▶ Try it
Your response needs to be the data below, retyped exactly.

╭─ Material provided

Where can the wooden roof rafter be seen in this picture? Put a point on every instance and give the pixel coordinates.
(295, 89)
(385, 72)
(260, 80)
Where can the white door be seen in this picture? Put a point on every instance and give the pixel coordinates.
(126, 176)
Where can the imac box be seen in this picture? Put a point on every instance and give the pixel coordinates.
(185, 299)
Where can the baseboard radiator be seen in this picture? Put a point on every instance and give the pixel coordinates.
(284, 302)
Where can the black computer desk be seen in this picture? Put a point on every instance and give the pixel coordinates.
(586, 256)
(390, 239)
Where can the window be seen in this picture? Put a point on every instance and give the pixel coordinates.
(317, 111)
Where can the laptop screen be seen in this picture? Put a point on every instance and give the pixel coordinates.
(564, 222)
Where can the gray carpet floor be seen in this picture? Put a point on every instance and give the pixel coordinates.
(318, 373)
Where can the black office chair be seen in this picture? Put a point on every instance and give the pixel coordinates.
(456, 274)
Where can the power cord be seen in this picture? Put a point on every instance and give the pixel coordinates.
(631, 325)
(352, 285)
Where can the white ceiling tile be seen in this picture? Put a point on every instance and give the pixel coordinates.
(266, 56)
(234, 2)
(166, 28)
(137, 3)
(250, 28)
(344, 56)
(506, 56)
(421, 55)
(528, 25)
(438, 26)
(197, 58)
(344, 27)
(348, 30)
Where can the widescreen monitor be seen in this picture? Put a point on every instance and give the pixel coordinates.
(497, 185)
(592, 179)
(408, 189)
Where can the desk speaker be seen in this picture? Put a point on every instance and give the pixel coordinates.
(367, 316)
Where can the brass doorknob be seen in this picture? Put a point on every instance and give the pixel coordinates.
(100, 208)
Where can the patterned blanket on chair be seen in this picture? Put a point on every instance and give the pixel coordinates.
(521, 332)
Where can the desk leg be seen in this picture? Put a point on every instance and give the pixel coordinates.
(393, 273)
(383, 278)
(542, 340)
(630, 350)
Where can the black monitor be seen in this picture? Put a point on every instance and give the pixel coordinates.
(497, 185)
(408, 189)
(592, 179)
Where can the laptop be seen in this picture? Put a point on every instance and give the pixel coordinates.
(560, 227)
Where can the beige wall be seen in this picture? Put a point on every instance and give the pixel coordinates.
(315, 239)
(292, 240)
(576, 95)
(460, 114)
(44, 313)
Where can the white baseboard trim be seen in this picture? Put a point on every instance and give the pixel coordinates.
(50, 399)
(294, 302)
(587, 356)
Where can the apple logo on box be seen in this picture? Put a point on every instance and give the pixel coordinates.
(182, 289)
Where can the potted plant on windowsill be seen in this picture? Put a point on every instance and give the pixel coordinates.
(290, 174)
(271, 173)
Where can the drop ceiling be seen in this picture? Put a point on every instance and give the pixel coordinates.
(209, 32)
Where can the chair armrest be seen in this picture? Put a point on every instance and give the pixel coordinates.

╰─

▶ Problem solution
Where can the wooden roof rafter be seen in this picture? Put a point on every instance and give the pixel coordinates.
(295, 89)
(385, 72)
(260, 80)
Where can the white door be seen in this picture? Put a point on every instance and give the pixel coordinates.
(126, 176)
Where can the imac box be seen in this picture? Put a point on every instance and give the pixel coordinates.
(185, 299)
Where can the baseboard radiator be seen in this picture? Put a point on every instance and give the pixel coordinates.
(284, 302)
Where can the black computer desk be seen in this picture? Put a point on every instance and give the pixel coordinates.
(586, 256)
(390, 239)
Where can the window be seen in this picture? Put a point on every instance and give the pixel coordinates.
(317, 111)
Where can the laptop screen be seen in this picture? Put a point on every instance and give the pixel coordinates.
(564, 222)
Where can the gray carpet floor be seen in this picture? Put a point on every instance and give the pixel coordinates.
(318, 373)
Where can the black office chair be seen in this picture? Put a point on every instance and give the pixel coordinates.
(456, 274)
Where can the power cord be seen in this picture? Put a point on every instance and give the pixel coordinates.
(631, 325)
(352, 285)
Where can the white ceiling tile be seen in this picture? Put a point on every instance and give the pixel coordinates.
(266, 56)
(234, 2)
(166, 28)
(137, 3)
(250, 28)
(344, 56)
(506, 56)
(421, 55)
(528, 25)
(438, 26)
(197, 58)
(344, 27)
(348, 30)
Where can the widescreen monitor be seen in this picture? Put a point on every instance and give the pixel coordinates.
(497, 185)
(592, 179)
(408, 189)
Where can the desk speaker be seen in this picture? Put a point on every instance and give the pixel coordinates.
(367, 316)
Where can the brass doorknob be seen in this picture? Put a point on every instance and give the pixel coordinates.
(100, 208)
Where can the patterned blanket on chair be seen in this picture? Put a point on every instance and give the pixel coordinates.
(521, 332)
Where can the desk leg be seen in this picture? Put a point on every instance and give the pixel coordinates.
(393, 273)
(383, 278)
(542, 340)
(630, 350)
Where can the black monitor be seen in this picture? Put a point on every instance and give the pixel coordinates.
(497, 185)
(408, 189)
(592, 179)
Where can the laptop be seen in this picture? Put a point on every instance and give the pixel coordinates.
(560, 227)
Where can the beige wall be seen in this picture? Put a point on every instance and give the pixel coordinates.
(315, 239)
(292, 240)
(576, 95)
(460, 114)
(44, 313)
Where can the white baseboard trim be seen in this picture? Put a point on every instance and give the pixel coordinates.
(50, 399)
(294, 302)
(587, 356)
Where can the apple logo on box be seen in this picture? Put a point on every instance and give the pixel coordinates.
(182, 289)
Where can the potted plant on windowsill be seen in this picture? Put a point on every instance and give the pixel coordinates.
(290, 174)
(271, 173)
Where can the drop ceiling be seen in this picture? Put a point on every instance and give the pixel coordinates.
(209, 32)
Where can the chair armrest be seen in this picture? Put a point on every instance and give the pixel coordinates.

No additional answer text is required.